На оглашение приговора по делу Оюба Титиева приехало очень много людей. Кто-то подсчитал: почти двести человек терпеливо ждали прохода в маленький Шалинский городской суд. Меры предосторожности в этот день в суде были усилены, приставы дотошно проверяли каждую сумку, просили предъявить содержимое карманов.
Из-за тщательного осмотра половина людей так и не смогли попасть в зал суда, когда судья Зайнетдинова начала оглашение приговора. Оперативный проход был обеспечен только для журналистов: одних только камер, установленных в загончике для присяжных, в это день в Шалинском суде было больше десятка.
Дипломаты же выстаивали в общей очереди — сначала под дождем, а потом — под дверью зала суда.
Потому что даже если бы приставы смогли оперативнее досмотреть всех, кто приехал в этот день в Шали, единственный крошечный судебный зал этого суда, не рассчитанный на такую внушительную группу поддержки, всех вместить бы не смог просто физически.
Так и слушали приговор: в зал суда люди набились настолько плотно, что я невольно стала завидовать подсудимому — только в его клетке еще оставалось чуть-чуть свободного места. Другая, столь же огромная группа людей ждала под дверьми зала.
Фото: Дмитрий Муратов/«Новая газета»

(Извлечённые записи):
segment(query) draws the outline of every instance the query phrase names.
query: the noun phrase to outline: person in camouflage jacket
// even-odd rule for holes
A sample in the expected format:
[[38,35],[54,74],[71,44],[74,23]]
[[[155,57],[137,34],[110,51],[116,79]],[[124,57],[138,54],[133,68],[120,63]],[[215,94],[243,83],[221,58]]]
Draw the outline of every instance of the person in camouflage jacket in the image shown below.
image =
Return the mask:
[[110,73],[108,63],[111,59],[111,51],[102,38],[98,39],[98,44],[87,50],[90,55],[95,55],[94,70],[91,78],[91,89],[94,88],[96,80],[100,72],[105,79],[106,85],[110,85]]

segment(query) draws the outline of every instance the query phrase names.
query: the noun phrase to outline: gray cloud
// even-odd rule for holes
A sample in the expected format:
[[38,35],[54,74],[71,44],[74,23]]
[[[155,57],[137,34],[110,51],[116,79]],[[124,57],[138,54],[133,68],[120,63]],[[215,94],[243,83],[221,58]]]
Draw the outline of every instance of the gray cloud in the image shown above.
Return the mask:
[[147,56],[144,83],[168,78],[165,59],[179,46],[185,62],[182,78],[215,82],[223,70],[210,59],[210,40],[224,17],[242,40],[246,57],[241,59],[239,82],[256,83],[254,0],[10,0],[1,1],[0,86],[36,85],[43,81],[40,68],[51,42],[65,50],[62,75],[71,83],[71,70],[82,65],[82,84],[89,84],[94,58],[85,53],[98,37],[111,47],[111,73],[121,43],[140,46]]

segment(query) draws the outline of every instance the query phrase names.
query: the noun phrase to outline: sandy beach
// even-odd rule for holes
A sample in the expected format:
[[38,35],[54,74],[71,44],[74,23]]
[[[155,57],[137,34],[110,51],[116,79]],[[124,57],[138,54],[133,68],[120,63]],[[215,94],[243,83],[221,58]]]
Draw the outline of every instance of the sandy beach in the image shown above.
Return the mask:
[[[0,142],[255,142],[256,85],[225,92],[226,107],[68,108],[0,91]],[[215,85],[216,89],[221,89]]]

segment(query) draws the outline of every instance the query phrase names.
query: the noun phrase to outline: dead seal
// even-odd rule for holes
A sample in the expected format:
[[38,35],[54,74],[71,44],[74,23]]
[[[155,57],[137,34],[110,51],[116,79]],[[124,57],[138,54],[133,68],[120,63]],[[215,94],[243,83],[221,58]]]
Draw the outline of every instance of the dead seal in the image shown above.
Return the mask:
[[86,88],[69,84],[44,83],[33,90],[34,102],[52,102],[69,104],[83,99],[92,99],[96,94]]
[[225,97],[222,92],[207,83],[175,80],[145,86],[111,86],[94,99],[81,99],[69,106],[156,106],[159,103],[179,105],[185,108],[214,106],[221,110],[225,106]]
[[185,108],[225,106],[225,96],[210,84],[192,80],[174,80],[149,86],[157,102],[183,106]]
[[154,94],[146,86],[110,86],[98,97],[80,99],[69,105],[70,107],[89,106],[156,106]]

(Цель задания): Как мог бы развиваться дальше репортаж об оглашении приговора по делу Оюба Титиева? Продолжите этот репортаж.

(Результат упражнения):
Оглашение приговора затянулась на весь день. Судья Зайнетдинова, как всегда на каблуках, в глухой судейской мантии, пошитой по фигуре, читала 180-страничный приговор в папке, которую держала на вытянутых руках. И через много часов, когда зал суда от перенаселения превратился в душегубку, когда люди начали переминаться с ноги на ногу, а потом — и вовсе сели на скамейки, а кому не хватило скамеек — на пол; когда прокуроры обессилено облокотились на поручни, из-за которых в затылок им смотрели камеры, еще совсем недавно пугавшие их, — судья все еще стояла выпрямив спину и, как робот, читала приговор, по прежнему держа его на вытянутых руках. Можно было, конечно, обвинить ее в том, что она, сознательно или нет, устроила всем нам пытку. Вот только она и сама была ее жертвой.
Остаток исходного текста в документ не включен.